═══ Task inputs

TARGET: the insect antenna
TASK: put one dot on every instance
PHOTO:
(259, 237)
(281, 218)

══════
═══ Task inputs

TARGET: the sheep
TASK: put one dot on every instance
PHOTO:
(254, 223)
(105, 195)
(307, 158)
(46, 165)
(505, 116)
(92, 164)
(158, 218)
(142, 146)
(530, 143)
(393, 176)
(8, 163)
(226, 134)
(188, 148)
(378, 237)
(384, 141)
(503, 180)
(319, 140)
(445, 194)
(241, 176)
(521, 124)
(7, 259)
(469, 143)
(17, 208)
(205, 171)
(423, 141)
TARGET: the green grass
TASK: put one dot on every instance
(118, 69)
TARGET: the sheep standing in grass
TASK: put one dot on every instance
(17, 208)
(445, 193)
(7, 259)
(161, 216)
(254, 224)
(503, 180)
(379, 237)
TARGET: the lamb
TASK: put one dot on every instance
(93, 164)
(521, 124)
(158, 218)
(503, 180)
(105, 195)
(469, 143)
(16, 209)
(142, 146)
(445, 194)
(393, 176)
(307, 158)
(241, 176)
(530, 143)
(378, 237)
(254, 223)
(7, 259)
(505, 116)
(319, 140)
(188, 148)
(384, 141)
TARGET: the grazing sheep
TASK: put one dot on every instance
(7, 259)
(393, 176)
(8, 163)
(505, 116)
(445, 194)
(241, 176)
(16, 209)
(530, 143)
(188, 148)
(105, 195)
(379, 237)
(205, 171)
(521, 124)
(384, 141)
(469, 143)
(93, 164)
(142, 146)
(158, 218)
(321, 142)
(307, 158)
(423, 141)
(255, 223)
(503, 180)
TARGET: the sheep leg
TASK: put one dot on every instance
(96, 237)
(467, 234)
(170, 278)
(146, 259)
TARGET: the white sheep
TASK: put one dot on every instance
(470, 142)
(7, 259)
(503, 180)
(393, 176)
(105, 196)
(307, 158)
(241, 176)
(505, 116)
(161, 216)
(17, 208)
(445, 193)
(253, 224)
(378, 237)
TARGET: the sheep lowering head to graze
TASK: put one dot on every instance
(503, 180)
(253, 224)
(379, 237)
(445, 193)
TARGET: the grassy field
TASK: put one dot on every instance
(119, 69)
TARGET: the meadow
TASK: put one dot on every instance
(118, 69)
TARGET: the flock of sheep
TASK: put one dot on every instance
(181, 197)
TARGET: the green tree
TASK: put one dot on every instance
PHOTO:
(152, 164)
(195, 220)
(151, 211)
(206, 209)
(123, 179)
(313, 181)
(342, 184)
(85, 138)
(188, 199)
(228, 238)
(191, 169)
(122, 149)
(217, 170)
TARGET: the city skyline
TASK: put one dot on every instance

══════

§ Directions
In the listing above, find the line containing "TARGET: the sheep leg" and the line containing "TARGET: the grassy field", then retype both and every line between them exactly, with nothing else.

§ Reply
TARGET: the sheep leg
TASK: put one dot on every instance
(96, 237)
(467, 234)
(170, 278)
(146, 259)
TARGET: the white sheep
TASK: put one dot on every instance
(470, 142)
(7, 259)
(503, 180)
(393, 176)
(105, 196)
(307, 158)
(241, 176)
(505, 116)
(161, 216)
(17, 208)
(445, 193)
(253, 224)
(378, 237)
TARGET: the sheep lowering head to graze
TASK: put one dot on every instance
(503, 180)
(253, 224)
(379, 237)
(445, 193)
TARGET: the grassy field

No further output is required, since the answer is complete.